* Source extract *
The end of the year is fast approaching, which means Christmas jingles, New Year’s resolutions and… prediction posts. And while the ever-shifting social landscape eventually renders many such prognostications invalid, it’s still worth analyzing what might be on the horizon as a means of trying to understand where we’re at, and where we’re headed, as we plan for the next 12 months.
Last year, my predictions mostly pointed in the right direction, so again, I’ve decided to get in early and put down a few of my thoughts on where each platform is going, before the upcoming onslaught of ‘looking ahead’ posts.
So here are my 22 predictions for each of the major social platforms in 2017, starting with the big one – Mark Zuckerberg’s ever-expanding giant.
2016 has been another huge year for Facebook. They’ve added 197 million more monthly active users and recently crossed a billion mobile only MAU for the first time. The future of the network – as reiterated by Zuckerberg in their most recent earnings call – is video, with more emphasis to be put on live-streaming and 360 content in particular over the next 12 months. And that will cause a significant shift in the platform – here’s what you can expect.
Video first – Facebook’s been refining their focus on video for some time, and you can expect this to continue into next year. Just recently, Facebook announced a trial of a new camera option which Zuckerberg sees as eventually taking over from the text box as the default status update tool. The new camera will be easily accessible from the home screen and will appear with a Snapchat-style interface, including new visual features like masks and other interactive tools.
This new option – the latest in Facebook’s efforts to beat out Snapchat – is currently being trialed in Ireland and will likely be rolled out to all regions early in the new year. And, importantly, as you can see in the above video, it’ll include new visual enhancement features that go beyond those that are currently available on Snapchat.
The impetus here is obvious – Facebook sees that the next generation of users are gravitating towards this ‘camera-first’ style of interaction, and they want to appeal to those users to keep them on Facebook. A big driver in getting new people interested in Snapchat is their cool visual tools like Lenses – if Facebook can provide better, more innovative tools on this front, that might help them keep those users on Facebook instead. After all, most people already have larger established networks of their friends on Facebook, why not just use Facebooks ‘lenses’ instead?
And while this won’t kill Snapchat, it will slow their growth, which will increase the pressure on Evan Spiegel and co to innovate faster. And that could be good or bad, depending on how they’re able to execute.
You might not personally be that into selfies and broadcasting yourself, but this will become more and more common on Facebook, advancing the platform’s shift towards becoming ‘mostly video” by 2020.
Facebook Live – Live has seen major growth in the past year. According to Facebook, the number of people broadcasting via Facebook Live has increased 4X since May, while live videos are drawing significantly more engagement than other types of posts on the network. That said, the real money in live-streaming is likely to come via established broadcasters, as opposed to everyday users.

* The data *
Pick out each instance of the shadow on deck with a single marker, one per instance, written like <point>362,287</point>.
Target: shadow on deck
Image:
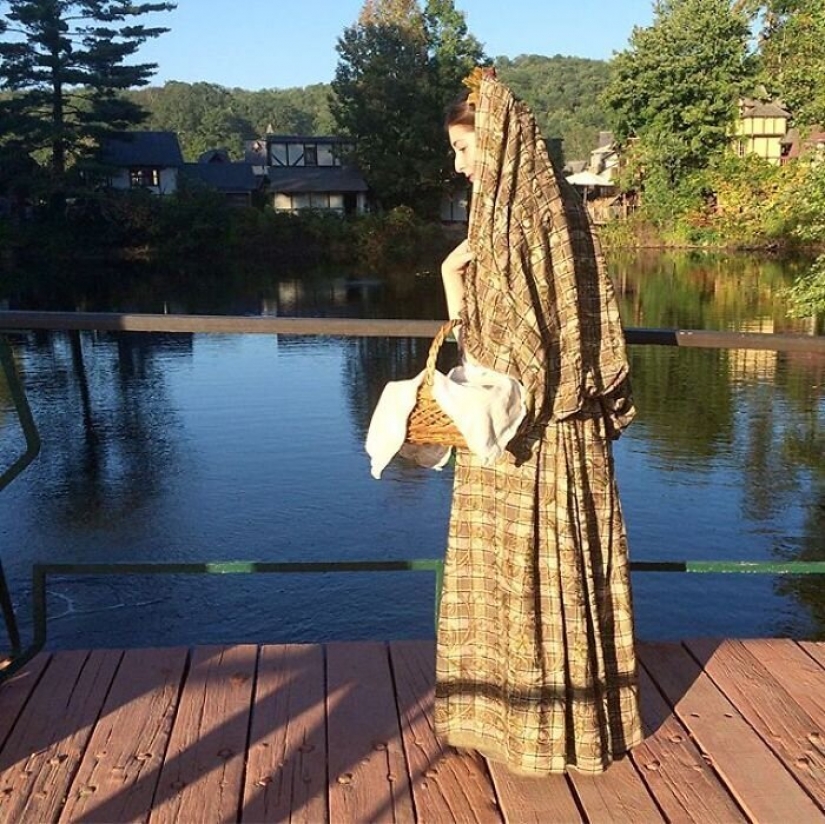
<point>342,732</point>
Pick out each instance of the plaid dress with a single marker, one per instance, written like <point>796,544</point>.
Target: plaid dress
<point>535,653</point>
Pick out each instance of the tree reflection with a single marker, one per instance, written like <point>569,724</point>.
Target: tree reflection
<point>109,428</point>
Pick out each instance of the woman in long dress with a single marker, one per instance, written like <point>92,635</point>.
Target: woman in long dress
<point>535,651</point>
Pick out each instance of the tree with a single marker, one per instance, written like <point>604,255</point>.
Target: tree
<point>676,88</point>
<point>565,96</point>
<point>66,64</point>
<point>793,56</point>
<point>398,69</point>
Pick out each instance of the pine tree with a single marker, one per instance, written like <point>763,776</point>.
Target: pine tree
<point>399,66</point>
<point>65,63</point>
<point>676,88</point>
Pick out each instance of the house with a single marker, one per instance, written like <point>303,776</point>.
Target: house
<point>143,160</point>
<point>308,172</point>
<point>796,143</point>
<point>760,129</point>
<point>604,159</point>
<point>236,181</point>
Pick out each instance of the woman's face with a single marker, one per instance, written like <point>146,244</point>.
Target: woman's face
<point>463,141</point>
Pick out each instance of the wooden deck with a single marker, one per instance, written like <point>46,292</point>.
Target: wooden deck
<point>343,733</point>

* Assignment *
Retype, word for word, the part of the social media predictions text that opens with the words containing "And while this" and closes with "to everyday users.".

* Task result *
And while this won’t kill Snapchat, it will slow their growth, which will increase the pressure on Evan Spiegel and co to innovate faster. And that could be good or bad, depending on how they’re able to execute.
You might not personally be that into selfies and broadcasting yourself, but this will become more and more common on Facebook, advancing the platform’s shift towards becoming ‘mostly video” by 2020.
Facebook Live – Live has seen major growth in the past year. According to Facebook, the number of people broadcasting via Facebook Live has increased 4X since May, while live videos are drawing significantly more engagement than other types of posts on the network. That said, the real money in live-streaming is likely to come via established broadcasters, as opposed to everyday users.